Given information
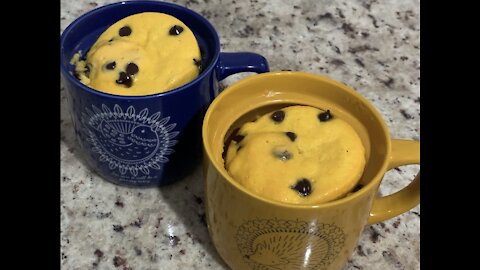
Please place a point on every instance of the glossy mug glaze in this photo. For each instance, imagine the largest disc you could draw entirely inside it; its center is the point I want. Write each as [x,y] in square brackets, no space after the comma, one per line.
[250,232]
[147,140]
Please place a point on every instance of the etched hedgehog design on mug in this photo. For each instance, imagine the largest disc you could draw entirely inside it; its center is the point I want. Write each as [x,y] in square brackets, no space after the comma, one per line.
[129,141]
[289,244]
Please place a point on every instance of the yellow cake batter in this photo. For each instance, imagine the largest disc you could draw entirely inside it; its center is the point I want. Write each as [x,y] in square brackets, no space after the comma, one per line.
[142,54]
[298,154]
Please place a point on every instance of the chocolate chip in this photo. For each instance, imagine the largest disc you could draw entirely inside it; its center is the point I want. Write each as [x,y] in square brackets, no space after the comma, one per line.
[278,116]
[111,65]
[175,30]
[87,69]
[238,138]
[283,155]
[325,116]
[292,136]
[132,69]
[357,187]
[125,31]
[124,79]
[303,187]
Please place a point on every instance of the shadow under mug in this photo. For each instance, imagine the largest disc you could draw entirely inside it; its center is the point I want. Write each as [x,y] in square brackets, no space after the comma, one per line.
[154,139]
[250,232]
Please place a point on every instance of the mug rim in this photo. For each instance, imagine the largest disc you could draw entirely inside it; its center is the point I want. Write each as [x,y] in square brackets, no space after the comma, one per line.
[182,88]
[299,75]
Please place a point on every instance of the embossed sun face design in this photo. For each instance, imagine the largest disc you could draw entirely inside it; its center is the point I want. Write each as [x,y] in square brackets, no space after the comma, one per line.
[287,244]
[130,142]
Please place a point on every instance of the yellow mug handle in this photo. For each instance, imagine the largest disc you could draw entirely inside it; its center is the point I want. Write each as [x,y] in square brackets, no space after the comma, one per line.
[403,152]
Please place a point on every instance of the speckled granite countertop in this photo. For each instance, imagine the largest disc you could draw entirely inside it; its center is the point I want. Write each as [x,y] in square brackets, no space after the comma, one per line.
[371,45]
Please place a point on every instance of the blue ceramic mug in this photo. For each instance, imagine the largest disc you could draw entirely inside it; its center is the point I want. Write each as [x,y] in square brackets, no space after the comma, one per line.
[145,140]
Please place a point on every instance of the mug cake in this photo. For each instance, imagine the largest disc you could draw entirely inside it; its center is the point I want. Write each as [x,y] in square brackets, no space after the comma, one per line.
[142,54]
[298,154]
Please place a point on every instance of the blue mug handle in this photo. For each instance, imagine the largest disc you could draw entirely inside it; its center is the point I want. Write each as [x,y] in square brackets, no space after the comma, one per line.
[231,63]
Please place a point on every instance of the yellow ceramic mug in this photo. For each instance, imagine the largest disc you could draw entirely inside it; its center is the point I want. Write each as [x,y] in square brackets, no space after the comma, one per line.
[250,232]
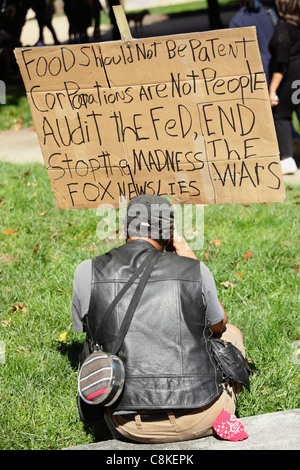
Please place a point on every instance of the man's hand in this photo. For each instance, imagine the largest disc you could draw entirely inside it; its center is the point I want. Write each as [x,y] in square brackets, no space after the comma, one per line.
[182,247]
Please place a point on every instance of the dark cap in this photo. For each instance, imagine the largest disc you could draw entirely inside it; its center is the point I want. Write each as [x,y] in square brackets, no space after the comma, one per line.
[150,216]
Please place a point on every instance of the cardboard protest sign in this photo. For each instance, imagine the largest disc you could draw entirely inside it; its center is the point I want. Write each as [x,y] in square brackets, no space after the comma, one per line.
[183,116]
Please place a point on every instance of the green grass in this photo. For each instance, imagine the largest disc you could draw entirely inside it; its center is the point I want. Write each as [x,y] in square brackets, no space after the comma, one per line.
[40,248]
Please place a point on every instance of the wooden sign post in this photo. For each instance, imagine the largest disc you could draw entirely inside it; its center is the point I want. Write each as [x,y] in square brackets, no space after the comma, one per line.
[184,116]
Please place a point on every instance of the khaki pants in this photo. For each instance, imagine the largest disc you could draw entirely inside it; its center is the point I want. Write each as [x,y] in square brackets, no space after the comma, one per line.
[171,426]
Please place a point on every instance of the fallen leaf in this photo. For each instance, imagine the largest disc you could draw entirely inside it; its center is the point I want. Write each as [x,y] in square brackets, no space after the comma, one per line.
[10,231]
[63,336]
[216,242]
[18,307]
[247,255]
[17,127]
[92,248]
[228,284]
[6,258]
[55,234]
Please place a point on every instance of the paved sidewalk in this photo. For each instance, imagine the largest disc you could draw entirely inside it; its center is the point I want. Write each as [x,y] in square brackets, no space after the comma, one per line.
[273,431]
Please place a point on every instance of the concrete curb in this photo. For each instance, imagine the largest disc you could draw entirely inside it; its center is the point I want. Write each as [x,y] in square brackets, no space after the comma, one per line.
[273,431]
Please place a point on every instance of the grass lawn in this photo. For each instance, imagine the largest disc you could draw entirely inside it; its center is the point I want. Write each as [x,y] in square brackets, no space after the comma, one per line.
[255,247]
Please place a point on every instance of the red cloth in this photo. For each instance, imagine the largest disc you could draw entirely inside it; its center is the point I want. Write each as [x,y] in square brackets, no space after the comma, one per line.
[228,427]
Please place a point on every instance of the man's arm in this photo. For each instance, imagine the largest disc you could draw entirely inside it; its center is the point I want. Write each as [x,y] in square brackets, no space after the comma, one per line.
[182,249]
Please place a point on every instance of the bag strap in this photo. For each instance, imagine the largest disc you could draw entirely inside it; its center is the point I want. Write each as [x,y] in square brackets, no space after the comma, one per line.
[150,260]
[134,303]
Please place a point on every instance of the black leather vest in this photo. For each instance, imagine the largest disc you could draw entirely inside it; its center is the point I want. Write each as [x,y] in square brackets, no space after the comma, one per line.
[165,351]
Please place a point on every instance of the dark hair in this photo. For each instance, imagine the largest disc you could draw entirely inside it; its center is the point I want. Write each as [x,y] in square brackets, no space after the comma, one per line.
[289,10]
[250,5]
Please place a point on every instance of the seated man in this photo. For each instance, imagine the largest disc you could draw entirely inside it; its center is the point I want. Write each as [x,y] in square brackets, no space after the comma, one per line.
[173,390]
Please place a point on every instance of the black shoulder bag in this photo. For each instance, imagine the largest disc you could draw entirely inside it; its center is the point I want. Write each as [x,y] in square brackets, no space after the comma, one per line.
[102,375]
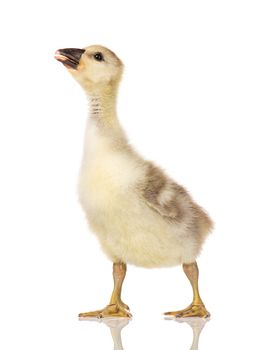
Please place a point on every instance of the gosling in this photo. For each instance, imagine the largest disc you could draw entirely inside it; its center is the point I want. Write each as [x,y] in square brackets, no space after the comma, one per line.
[140,215]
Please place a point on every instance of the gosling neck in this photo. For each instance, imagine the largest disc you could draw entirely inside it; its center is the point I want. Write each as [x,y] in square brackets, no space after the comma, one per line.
[103,109]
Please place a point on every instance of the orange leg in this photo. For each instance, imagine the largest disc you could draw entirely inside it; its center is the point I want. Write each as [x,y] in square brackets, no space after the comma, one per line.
[197,307]
[116,307]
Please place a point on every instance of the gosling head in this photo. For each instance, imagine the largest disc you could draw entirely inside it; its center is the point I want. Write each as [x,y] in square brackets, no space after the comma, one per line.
[96,68]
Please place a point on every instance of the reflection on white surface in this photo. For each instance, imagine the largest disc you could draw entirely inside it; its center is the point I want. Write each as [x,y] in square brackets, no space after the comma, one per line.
[117,324]
[197,324]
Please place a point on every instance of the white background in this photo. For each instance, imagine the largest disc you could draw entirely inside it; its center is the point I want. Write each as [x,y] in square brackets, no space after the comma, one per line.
[189,101]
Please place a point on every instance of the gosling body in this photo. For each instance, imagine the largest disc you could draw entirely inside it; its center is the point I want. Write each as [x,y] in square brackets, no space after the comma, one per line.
[139,214]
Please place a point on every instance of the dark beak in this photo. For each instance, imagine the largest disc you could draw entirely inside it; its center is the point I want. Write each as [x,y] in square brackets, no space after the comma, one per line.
[69,57]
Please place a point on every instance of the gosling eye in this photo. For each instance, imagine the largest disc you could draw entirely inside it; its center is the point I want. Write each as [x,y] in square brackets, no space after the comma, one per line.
[98,56]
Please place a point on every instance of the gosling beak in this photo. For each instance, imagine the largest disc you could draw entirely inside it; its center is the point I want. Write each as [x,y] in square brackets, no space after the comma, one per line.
[69,57]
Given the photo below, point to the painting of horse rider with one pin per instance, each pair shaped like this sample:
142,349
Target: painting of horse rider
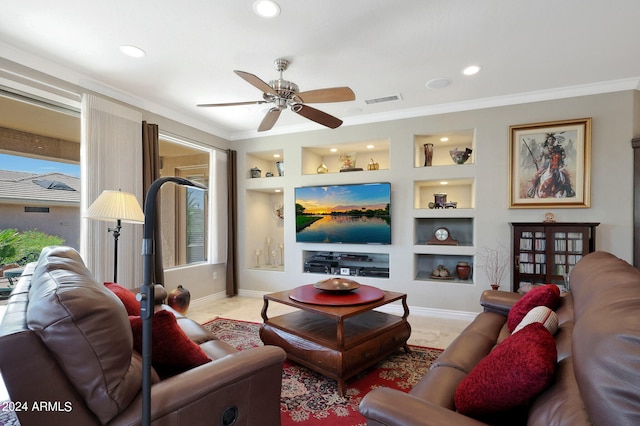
550,164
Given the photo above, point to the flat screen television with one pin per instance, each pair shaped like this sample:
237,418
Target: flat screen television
344,214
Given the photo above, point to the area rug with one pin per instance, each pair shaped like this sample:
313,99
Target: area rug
308,398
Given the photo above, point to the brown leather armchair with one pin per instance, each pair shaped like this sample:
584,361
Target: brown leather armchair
67,358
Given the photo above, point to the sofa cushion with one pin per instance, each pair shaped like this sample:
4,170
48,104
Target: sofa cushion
85,327
513,373
171,350
126,296
545,295
543,315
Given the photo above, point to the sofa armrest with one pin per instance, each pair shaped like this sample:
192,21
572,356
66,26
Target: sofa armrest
390,407
498,301
249,380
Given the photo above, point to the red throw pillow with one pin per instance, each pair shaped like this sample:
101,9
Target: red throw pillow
171,348
126,296
511,375
545,295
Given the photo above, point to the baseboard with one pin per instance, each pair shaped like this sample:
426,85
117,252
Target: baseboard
210,298
391,309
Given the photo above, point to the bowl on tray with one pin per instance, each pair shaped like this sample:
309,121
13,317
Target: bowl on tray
337,284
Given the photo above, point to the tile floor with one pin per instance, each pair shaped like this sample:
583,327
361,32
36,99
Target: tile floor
426,331
433,332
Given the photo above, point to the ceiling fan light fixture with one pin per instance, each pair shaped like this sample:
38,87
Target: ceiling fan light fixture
266,8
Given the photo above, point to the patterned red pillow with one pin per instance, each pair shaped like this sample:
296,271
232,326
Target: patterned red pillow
171,349
126,296
511,375
545,295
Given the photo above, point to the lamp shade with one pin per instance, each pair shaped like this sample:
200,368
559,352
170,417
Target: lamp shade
114,205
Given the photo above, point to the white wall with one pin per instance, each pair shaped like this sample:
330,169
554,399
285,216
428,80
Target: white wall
615,119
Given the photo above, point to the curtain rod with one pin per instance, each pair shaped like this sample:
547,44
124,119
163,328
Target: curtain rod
171,137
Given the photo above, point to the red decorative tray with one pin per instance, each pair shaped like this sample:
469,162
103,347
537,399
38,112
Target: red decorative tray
309,294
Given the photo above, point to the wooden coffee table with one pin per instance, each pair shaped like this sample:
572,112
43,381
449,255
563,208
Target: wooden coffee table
335,340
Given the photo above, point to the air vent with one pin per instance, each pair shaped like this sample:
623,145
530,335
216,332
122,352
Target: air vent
391,98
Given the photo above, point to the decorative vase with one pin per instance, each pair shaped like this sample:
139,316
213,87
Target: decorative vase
428,154
179,299
463,270
322,168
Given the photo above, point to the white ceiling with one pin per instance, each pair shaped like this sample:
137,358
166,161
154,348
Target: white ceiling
528,49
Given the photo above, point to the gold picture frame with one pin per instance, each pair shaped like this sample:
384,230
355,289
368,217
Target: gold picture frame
550,164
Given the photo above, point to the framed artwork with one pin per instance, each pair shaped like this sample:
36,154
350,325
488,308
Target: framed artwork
550,164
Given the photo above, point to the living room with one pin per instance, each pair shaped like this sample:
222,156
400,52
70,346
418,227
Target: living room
482,187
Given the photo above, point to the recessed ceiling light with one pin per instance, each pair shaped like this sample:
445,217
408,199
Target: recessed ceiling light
438,83
133,51
471,70
266,8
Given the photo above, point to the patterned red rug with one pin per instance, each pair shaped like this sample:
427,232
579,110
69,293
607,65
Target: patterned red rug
308,398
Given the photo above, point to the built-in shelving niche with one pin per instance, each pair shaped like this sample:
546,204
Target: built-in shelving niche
362,153
264,220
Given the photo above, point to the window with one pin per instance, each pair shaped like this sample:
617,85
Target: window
185,211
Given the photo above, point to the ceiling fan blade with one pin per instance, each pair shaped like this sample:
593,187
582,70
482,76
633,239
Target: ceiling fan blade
270,119
234,104
317,115
333,94
256,82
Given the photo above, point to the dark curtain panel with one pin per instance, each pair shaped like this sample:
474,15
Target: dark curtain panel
232,224
150,172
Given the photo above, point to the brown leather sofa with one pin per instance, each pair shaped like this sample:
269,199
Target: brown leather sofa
67,358
597,378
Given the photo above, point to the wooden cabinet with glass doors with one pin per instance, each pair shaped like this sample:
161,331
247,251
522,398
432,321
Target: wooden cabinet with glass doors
545,253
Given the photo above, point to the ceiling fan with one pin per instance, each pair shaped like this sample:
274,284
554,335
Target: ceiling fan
283,94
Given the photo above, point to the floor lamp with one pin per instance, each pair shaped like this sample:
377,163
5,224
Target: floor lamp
116,206
146,295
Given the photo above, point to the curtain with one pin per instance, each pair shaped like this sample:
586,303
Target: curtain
111,158
150,172
232,224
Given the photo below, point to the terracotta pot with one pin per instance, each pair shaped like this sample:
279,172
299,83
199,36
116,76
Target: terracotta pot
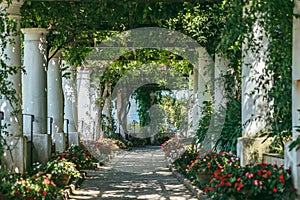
61,180
204,177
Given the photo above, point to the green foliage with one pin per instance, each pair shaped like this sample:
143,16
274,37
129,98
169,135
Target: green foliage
232,128
202,21
262,181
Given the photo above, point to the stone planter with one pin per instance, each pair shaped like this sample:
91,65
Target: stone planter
204,177
273,158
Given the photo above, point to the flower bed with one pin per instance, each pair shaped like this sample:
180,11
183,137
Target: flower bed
263,181
228,180
102,148
44,181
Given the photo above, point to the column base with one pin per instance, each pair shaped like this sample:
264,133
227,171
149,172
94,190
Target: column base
15,157
250,149
41,149
74,138
59,139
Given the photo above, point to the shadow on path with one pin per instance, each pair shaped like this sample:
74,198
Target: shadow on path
137,174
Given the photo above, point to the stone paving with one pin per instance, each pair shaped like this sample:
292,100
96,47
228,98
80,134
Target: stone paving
137,174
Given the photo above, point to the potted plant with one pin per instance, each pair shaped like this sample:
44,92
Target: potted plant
61,171
78,155
262,181
209,163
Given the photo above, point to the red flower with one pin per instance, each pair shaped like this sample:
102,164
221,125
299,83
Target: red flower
265,176
281,178
263,165
241,185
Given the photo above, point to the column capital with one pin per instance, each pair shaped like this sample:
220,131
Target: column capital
34,33
14,8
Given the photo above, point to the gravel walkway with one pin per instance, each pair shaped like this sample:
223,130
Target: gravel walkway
137,174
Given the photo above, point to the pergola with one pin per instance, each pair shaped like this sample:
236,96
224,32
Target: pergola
41,98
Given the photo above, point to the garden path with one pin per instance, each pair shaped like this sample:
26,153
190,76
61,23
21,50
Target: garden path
137,174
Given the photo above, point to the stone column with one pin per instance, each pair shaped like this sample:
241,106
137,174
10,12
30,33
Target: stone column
84,104
70,100
56,103
205,91
292,158
13,51
35,91
254,106
205,78
195,106
221,66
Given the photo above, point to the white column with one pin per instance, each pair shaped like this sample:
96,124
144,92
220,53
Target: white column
195,106
84,105
70,100
205,91
56,102
35,91
55,94
13,52
292,158
16,158
205,78
255,107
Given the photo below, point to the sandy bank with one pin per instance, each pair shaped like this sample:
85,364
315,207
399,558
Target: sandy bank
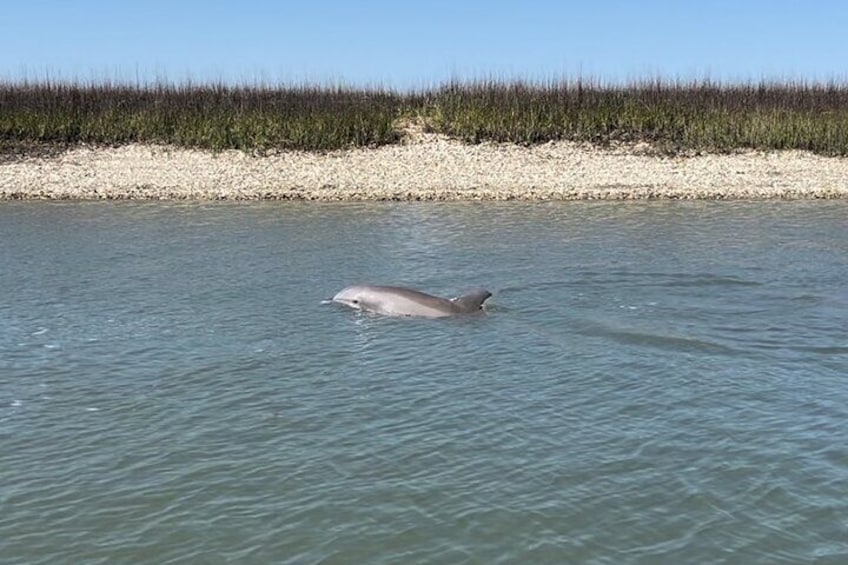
426,167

Task objective
Only the lines with the string "below" are wanted; pick them out of the records above and copy them.

The answer
Given the photo below, point to the painting of horse rider with one pin per instance, each pair shaped like this sample:
Given the photo below, point to the terracotta pot with one pin per instance, each pair shaped like this sample:
Given the photo below, point to the sandy bank with one pin per instance, each pair shaped like this sample:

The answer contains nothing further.